Apart from preference heterogeneity, the question remains whether assumptions about decision rules can influence macrolevel outcomes such as patterns of neighbourhood demand, segregation, and neighbourhood sorting. While we cannot provide an example of actual neighbourhoods at small scale, we use data for the city of Zurich to construct a ‘hypothetical’ city consisting of 12 neighbourhoods where assumptions about neighbourhood choice attribute values (transport, city, noise, etc.) included in the SCE are based on georeferenced survey data for Zurich (see Table 7). We applied the estimated RUM and muRRM models for Zurich (using the estimates as reported in Table 4) to the 12 neighbourhood alternatives to predict the choice probability for each neighbourhood (i.e., the ‘market share’). This shows how the use of a different decision rule can result in a change in an expected neighbourhood demand distribution. Table 7 indicates that, for most neighbourhoods, choice probabilities are, by and large, similar for both decision rules (differences between one and three percentage points), and for two neighbourhoods there are no differences in choice probabilities between RUM and RRM. However, for one neighbourhood we observe a 11 percentage points difference with a 26% probability for RUM and 15% probability for RRM. The high RUM value could be explained by the attractive neighbourhood characteristics such as minimum values for distance to stores and city centre. To see why the RRM model predicts a much lower market share is not immediately apparent. Inspection of the regret computations shows that the first neighbourhood (neighbourhood identification, NID = 1) incurs most regret from the choice attribute green areas. This attribute is both relatively important and the first neighbourhood performs poor on this attribute relative to other neighbourhoods. Even if the differences are not large across all neighbourhoods, the example in Table 7 illustrates that decision rules potentially matter for macrolevel outcomes.

■ **DATA ROWS**
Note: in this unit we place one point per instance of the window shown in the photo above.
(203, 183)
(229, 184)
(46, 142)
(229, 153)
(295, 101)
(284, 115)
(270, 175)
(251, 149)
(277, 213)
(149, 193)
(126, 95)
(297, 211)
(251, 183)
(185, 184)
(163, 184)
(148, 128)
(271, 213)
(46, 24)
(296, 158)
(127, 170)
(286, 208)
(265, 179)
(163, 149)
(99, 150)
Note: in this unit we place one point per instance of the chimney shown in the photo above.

■ **STATED TASK 1**
According to the passage on decision rules and neighborhood demand, why does the RRM model give the first neighborhood (NID = 1) a much lower choice probability than the RUM model? Answer in one to three sentences.
■ **STATED TASK 2**
Please answer these questions using the passage on decision rules and neighborhood demand:
(a) How many neighborhoods make up the hypothetical city?
(b) For how many neighborhoods do RUM and RRM give the same choice probability?
(c) Which table reports the estimates used to apply the RUM and muRRM models?
■ **STATED TASK 3**
Translate this sentence from the passage on decision rules and neighborhood demand into Spanish: "This shows how the use of a different decision rule can result in a change in an expected neighbourhood demand distribution."
None of the lines are needed.

■ **CORRECT ANSWER 1**
The regret computations show that the first neighborhood incurs most of its regret from the green areas attribute. That attribute is relatively important, and the first neighborhood performs poorly on it compared with the other neighborhoods.

■ **CORRECT ANSWER 2**
(a) 12
(b) Two
(c) Table 4

■ **CORRECT ANSWER 3**
Esto muestra cómo el uso de una regla de decisión diferente puede dar lugar a un cambio en la distribución esperada de la demanda de barrios.